**Request**
Please output the following data line for line, changing nothing.

◇ ◇ ◇ ◇ ◇

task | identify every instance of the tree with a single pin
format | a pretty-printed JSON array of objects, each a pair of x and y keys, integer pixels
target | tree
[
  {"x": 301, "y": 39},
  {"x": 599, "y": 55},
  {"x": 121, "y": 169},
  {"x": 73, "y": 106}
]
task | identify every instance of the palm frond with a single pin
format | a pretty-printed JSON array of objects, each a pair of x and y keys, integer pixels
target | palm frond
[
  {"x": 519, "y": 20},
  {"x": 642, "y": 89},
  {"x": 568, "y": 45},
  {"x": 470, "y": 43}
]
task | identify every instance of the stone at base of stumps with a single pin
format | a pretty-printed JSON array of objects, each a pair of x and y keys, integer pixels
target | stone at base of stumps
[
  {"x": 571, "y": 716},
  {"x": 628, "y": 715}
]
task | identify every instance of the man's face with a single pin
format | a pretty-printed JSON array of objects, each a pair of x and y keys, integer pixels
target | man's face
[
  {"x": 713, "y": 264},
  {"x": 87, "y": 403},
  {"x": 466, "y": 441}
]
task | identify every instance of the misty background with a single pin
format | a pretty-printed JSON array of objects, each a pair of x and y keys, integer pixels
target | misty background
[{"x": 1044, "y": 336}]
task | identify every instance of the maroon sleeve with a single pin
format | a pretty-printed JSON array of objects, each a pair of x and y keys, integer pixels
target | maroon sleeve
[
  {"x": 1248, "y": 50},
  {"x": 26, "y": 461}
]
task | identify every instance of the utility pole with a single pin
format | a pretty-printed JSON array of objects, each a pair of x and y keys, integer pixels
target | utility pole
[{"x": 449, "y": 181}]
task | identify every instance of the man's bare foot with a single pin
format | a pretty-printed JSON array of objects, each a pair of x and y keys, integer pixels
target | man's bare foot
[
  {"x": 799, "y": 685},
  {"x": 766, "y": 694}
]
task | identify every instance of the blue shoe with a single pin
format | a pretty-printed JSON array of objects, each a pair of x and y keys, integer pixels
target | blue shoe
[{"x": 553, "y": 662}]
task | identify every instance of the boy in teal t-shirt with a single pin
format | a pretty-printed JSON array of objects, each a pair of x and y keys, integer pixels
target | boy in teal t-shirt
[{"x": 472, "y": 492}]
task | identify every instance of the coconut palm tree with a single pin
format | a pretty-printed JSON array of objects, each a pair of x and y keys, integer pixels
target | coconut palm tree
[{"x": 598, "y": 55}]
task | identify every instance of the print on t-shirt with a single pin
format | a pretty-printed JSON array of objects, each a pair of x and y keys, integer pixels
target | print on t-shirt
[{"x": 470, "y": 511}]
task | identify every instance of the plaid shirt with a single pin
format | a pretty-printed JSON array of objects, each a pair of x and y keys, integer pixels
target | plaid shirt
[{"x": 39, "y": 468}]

◇ ◇ ◇ ◇ ◇

**Worked solution**
task | identify every instance of the tree with a single pin
format | a pretty-printed JSON array of objects, each a pair of x and y keys, integer pixels
target | tree
[
  {"x": 301, "y": 39},
  {"x": 599, "y": 55},
  {"x": 121, "y": 169},
  {"x": 73, "y": 106}
]
task | identify every instance of the palm frond with a single pin
format | a pretty-printed JSON array of objects, each a pair of x and y keys, integer pixels
target | palm frond
[
  {"x": 519, "y": 20},
  {"x": 642, "y": 89},
  {"x": 568, "y": 45},
  {"x": 470, "y": 43}
]
task | identify every instance of the stone at base of stumps with a single pin
format | a pretty-printed JSON array of objects, each a pair of x and y keys, integer pixels
target | stone at base of stumps
[
  {"x": 571, "y": 716},
  {"x": 628, "y": 715}
]
task | identify every instance of the man's face with a single pin
format | a pretty-printed JSON array of objects, each a pair of x and y keys, integer pixels
target | man's face
[
  {"x": 713, "y": 264},
  {"x": 87, "y": 403},
  {"x": 466, "y": 441}
]
task | identify every instance of the misty background with a single pin
format | a pretty-printed JSON array of objects, each a pair of x and y keys, integer pixels
target | misty background
[{"x": 1044, "y": 336}]
task | identify every instance of the maroon sleeve with a single pin
format | a pretty-printed JSON array of objects, each a pair of x and y keys, integer pixels
target | maroon sleeve
[
  {"x": 1248, "y": 50},
  {"x": 26, "y": 461}
]
task | identify every instance of the utility pole with a single pin
format | a pretty-printed JSON array of objects, each a pair of x and y keys, integer pixels
target | utility pole
[{"x": 449, "y": 181}]
task | identify every instance of the man's bare foot with a single pin
format | a pretty-printed JSON array of objects, each a pair of x and y keys, integer pixels
target | man's bare foot
[
  {"x": 799, "y": 685},
  {"x": 766, "y": 694}
]
task | identify every instance of the blue shoe with a single pin
format | a pretty-printed JSON array of objects, each a pair of x and y keys, integer pixels
target | blue shoe
[{"x": 553, "y": 662}]
task | identify every instance of the boy in teal t-shirt with a single pin
format | a pretty-printed JSON array of objects, each a pair of x and y keys, integer pixels
target | boy in teal t-shirt
[{"x": 472, "y": 492}]
task | identify every instance of the coconut palm tree with a single pin
format | a pretty-printed JSON array of objects, each a pair of x and y keys, integer pixels
target | coconut palm tree
[{"x": 598, "y": 55}]
task | identify every instance of the print on t-shirt with a single pin
format | a pretty-printed JSON array of objects, each a pair of x and y keys, integer pixels
target | print on t-shirt
[{"x": 470, "y": 511}]
task | identify every instance of the plaid shirt with a single pin
format | a pretty-printed JSON array of objects, each a pair of x and y keys, integer pixels
target | plaid shirt
[{"x": 39, "y": 468}]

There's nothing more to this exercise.